EXERCISE.
Find each line in the records below that contains the word "keypoint", with case counting, and copy those lines.

Records pointing to named objects.
☆ ☆ ☆ ☆ ☆
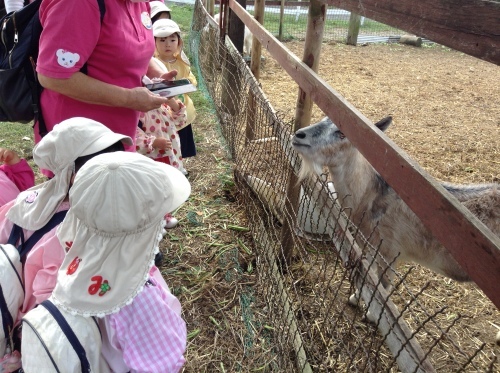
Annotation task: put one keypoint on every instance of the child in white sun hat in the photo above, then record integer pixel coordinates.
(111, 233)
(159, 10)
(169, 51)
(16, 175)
☆ ☆ ☆ ☆ ☆
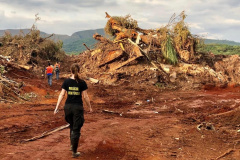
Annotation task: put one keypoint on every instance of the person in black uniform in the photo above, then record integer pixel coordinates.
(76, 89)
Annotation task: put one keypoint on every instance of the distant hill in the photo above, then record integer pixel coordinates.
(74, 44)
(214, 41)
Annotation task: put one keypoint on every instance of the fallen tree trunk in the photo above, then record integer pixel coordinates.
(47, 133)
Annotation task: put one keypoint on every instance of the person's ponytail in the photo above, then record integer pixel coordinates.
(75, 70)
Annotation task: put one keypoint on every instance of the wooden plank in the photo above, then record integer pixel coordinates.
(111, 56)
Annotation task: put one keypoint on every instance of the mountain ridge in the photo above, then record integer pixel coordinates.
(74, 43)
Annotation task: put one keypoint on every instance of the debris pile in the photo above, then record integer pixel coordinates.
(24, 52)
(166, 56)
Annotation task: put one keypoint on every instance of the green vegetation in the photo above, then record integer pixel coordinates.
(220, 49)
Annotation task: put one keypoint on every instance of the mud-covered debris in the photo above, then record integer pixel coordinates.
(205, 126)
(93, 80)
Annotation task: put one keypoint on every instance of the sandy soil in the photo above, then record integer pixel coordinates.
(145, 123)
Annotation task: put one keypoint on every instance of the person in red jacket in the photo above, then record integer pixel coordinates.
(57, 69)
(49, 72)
☆ ☆ ☆ ☆ ☆
SOLVED PROBLEM.
Annotation task: put one keypoint on every instance of the child in white sun hat in the photo above, then record integer pixel coordinates.
Annotation task: put one keypoint on every instance of the person in black uniform in the photo above, then record integer pixel coordinates.
Annotation task: put one keypoint on every instance of the distant hill in the photo above, then record integer pixel coordinates.
Annotation task: put one keypoint on every instance of the fallen tree trunk in the photo above, then record integer pixel coordinates.
Annotation task: put one keypoint on every instance of the person's ponytail in the photo above, then record integer pixel coordinates.
Annotation task: put one keypoint on every instance of the wooden plank in the photo above, then record integer pixel coordinates.
Annotation task: put one keypoint on every instance of the mountain ridge in the photo above, then record integer pixel coordinates.
Annotation task: put one keypoint on every instance of the debris pile in the photo above, then record integer pixel coordinates.
Annotation task: put one keypoint on every instance of the green vegetation in the photo above, then record integer pixel coordinates.
Annotation task: put one keypoint on every instance of the mud-covered debris in the photo above, then record integer pixel coordinates.
Annotation task: put one keypoint on every instance of the sandy soil in the photo above, then record integer pixel coordinates.
Annotation task: put one keypoint on every instance of the person in red jacket in the photo above, then record integer pixel coordinates.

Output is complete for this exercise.